With that loss of freedom, slaves were stripped even of the basic freedom to pick a mate and marry.
Slaveholders reasoned that if allowed to formally marry and live together, the disenfranchised Africans might gather their numbers and revolt, according to Harriette Cole, former fashion editor of Essence magazine and author of "Jumping the Broom Wedding Workbook" (Henry Holt, $18.95).
"Yet the slaves were spiritual people who had been taught rituals that began as early as childhood to prepare them for that big step into family life," Cole wrote in a published report. "They became inventive and developed the tradition of 'jumping the broom'."
Seen as a quaint amusement by slaveholders, the ritual and the broom itself held spiritual significance for many Africans. The broom represented the birth of a household for a couple, the sweeping away of the old and welcoming the new.
For the Kgatia of southern Africa, it was customary, for example, on the day after the nuptials for the bride to join the other women in the family in sweeping clean the courtyard. This signaled her desire and obligation to help with chores at her in-law's home until the couple found their own abode.

○ ○ ○ ○ ○ ○ ○

Request A
According to the passage on jumping the broom, why did slaveholders keep enslaved Africans from formally marrying? Answer in one to three sentences.
Request B
Decide whether each statement agrees with the passage on jumping the broom. Answer yes or no, and quote the words from the passage that settle it.
(i) Slaveholders viewed the broom ritual as a quaint amusement.
(ii) Among the Kgatia, the bride swept the courtyard on the wedding day itself.
(iii) The broom represented the sweeping away of the old and the welcoming of the new.
Request C
Carry on the passage about jumping the broom, starting after its final sentence.

○ ○ ○ ○ ○ ○ ○

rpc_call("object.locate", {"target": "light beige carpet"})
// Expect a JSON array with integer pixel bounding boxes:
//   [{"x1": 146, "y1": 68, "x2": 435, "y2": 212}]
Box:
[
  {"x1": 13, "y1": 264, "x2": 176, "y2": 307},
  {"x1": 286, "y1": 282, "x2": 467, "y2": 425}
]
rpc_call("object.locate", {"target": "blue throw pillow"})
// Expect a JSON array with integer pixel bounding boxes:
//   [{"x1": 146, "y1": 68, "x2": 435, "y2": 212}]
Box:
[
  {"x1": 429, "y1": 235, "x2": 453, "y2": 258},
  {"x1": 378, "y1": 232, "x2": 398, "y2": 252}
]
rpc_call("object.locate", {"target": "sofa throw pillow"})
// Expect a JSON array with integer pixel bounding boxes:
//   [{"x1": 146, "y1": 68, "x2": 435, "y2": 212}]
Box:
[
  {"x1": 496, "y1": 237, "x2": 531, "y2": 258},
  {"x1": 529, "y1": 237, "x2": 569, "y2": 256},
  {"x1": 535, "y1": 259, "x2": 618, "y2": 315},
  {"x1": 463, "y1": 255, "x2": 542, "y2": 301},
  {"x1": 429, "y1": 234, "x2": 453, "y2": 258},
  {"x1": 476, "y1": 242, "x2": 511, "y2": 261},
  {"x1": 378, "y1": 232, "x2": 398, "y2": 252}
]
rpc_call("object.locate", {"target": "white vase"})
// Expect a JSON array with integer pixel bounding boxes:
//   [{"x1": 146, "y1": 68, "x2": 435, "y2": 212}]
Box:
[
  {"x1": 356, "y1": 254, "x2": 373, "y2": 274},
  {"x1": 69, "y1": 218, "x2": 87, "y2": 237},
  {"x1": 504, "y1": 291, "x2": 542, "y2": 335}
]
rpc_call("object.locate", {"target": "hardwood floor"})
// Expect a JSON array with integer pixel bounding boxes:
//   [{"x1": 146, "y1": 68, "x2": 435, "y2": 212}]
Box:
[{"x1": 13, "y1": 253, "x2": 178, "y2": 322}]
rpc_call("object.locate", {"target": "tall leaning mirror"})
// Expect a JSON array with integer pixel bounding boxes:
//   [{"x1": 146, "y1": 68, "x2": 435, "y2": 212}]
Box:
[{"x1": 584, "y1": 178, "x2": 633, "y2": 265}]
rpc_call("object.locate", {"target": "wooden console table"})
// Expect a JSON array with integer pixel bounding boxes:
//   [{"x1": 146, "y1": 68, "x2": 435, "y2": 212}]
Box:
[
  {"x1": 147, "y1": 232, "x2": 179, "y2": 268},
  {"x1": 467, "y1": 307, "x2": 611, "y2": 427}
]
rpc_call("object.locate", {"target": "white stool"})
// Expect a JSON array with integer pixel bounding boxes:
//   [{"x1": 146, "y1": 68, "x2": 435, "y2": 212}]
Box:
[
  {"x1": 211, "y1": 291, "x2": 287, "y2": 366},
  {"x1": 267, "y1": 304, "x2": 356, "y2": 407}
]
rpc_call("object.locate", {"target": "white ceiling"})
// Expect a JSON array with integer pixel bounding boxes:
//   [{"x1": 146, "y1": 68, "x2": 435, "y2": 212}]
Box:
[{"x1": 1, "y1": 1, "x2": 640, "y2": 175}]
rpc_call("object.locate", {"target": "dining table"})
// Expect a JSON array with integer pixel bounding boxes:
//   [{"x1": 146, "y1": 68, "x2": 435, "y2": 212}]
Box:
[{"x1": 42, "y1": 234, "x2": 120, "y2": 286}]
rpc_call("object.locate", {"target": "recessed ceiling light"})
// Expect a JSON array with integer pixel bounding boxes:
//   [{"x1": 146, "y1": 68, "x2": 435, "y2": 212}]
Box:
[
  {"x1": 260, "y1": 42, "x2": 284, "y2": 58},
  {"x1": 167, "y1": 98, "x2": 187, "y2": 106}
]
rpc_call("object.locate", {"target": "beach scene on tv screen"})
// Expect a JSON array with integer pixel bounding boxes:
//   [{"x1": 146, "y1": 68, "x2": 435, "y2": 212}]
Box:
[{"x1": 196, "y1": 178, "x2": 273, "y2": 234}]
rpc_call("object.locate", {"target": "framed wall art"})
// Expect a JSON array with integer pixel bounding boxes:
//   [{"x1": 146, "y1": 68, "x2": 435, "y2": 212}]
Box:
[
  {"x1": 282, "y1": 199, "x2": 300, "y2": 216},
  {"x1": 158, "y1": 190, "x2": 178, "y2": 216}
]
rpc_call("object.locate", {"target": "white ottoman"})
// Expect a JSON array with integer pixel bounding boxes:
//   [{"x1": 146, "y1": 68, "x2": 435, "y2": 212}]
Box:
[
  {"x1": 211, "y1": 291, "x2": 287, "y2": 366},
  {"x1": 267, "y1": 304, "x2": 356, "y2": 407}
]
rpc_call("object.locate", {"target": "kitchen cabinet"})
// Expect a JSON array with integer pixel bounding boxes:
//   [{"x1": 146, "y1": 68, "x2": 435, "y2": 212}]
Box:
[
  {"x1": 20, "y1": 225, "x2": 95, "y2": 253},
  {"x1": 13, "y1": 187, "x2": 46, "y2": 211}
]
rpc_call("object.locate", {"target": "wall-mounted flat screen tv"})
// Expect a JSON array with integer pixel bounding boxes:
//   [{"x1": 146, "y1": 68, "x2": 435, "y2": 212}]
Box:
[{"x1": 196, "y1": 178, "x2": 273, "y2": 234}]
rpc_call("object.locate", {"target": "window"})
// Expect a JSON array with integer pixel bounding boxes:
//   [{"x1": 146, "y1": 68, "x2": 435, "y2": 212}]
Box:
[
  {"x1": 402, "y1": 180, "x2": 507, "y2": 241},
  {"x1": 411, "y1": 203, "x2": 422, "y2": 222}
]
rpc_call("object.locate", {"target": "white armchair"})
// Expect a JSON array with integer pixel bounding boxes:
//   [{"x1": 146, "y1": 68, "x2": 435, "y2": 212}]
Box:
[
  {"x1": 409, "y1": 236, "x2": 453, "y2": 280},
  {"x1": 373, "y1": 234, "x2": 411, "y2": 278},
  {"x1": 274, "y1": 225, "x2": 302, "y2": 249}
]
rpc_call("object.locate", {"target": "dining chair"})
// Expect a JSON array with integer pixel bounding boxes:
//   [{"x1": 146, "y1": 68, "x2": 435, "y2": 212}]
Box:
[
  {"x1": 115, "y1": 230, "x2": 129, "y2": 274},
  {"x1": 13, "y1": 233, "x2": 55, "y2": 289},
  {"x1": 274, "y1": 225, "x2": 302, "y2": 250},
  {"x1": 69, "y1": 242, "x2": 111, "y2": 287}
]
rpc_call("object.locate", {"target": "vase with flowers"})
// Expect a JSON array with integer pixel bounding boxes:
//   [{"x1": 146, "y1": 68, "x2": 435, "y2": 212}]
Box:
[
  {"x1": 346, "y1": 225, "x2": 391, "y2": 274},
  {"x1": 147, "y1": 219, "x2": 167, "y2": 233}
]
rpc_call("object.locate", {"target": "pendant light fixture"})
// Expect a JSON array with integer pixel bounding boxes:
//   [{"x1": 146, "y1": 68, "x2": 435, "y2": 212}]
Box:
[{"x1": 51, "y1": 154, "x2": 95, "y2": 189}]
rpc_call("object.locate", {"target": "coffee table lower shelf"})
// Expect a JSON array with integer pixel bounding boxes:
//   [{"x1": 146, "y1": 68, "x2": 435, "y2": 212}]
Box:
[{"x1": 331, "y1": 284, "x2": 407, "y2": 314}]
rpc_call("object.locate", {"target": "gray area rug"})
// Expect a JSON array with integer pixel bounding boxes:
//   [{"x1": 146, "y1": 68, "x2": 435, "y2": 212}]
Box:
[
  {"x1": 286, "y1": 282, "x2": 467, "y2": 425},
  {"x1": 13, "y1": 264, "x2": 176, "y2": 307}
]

○ ○ ○ ○ ○ ○ ○

Written answer A
Slaveholders reasoned that if enslaved Africans were allowed to formally marry and live together, they might gather their numbers and revolt.

Written answer B
(i) Yes: "Seen as a quaint amusement by slaveholders"
(ii) No: "on the day after the nuptials for the bride to join the other women in the family in sweeping clean the courtyard"
(iii) Yes: "the sweeping away of the old and welcoming the new"

Written answer C
During slavery, against a backbeat of booming drums, the lovers bounded over a broom to symbolize their leap into wedlock.
Research of slave narratives and other early-19th-century documentation have unearthed the methods in which slave couples did their jumping, writes Cole. "With the master's permission, a couple was allowed to stand before witnesses, pledge their devotion to each other and finally jump over a broom, which would indicate their step into married life."
From me:
Unless my fiance-to-be has significant issues with it, I will incorporating a variety of African American (jumping the broom) and African rituals (honoring the ancestors with libations, drumming during the reception) into our wedding day. I had always felt jumping the broom was a way to honor the incredible strength and perserverance of my ancestors during involuntary slavery.